Stated problem:
Reproduce word for word the lines from the one containing "of the dense" through the last line below.

-- BEGIN Dataset records --

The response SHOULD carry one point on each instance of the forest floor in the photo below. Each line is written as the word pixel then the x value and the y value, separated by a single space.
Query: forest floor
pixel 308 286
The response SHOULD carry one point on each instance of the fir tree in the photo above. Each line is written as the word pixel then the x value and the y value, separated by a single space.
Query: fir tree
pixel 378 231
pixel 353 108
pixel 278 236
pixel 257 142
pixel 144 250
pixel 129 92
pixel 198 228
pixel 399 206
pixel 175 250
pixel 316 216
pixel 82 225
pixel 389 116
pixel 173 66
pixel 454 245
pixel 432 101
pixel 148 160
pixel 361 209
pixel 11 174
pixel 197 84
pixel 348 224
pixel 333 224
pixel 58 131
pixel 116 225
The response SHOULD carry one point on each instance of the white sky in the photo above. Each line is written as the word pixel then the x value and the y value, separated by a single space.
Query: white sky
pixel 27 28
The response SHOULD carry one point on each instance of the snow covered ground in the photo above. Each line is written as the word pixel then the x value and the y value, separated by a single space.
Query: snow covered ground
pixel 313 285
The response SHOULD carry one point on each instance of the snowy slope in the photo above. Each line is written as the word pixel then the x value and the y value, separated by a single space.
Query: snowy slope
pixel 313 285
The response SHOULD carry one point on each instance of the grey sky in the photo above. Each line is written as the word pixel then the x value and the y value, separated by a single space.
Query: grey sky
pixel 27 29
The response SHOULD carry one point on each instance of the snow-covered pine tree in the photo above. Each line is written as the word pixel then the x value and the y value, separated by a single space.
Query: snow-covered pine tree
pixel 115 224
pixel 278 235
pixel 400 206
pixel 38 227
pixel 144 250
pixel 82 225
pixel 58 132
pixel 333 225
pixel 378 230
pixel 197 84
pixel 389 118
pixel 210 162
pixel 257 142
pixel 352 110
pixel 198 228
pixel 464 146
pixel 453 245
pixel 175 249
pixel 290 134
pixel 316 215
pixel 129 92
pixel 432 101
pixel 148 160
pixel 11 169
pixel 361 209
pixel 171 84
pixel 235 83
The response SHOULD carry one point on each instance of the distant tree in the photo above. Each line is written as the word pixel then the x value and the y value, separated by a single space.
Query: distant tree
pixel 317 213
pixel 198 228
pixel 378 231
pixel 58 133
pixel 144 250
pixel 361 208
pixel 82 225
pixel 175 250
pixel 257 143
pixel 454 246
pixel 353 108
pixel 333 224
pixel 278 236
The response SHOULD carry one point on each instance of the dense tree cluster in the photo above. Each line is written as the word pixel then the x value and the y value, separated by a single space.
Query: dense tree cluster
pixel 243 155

-- END Dataset records --

Answer in full:
The response SHOULD carry one point on each instance of the dense tree cluster in the photo above. Each line is written as the word pixel then the x value and the y value, separated by a single space.
Query: dense tree cluster
pixel 243 155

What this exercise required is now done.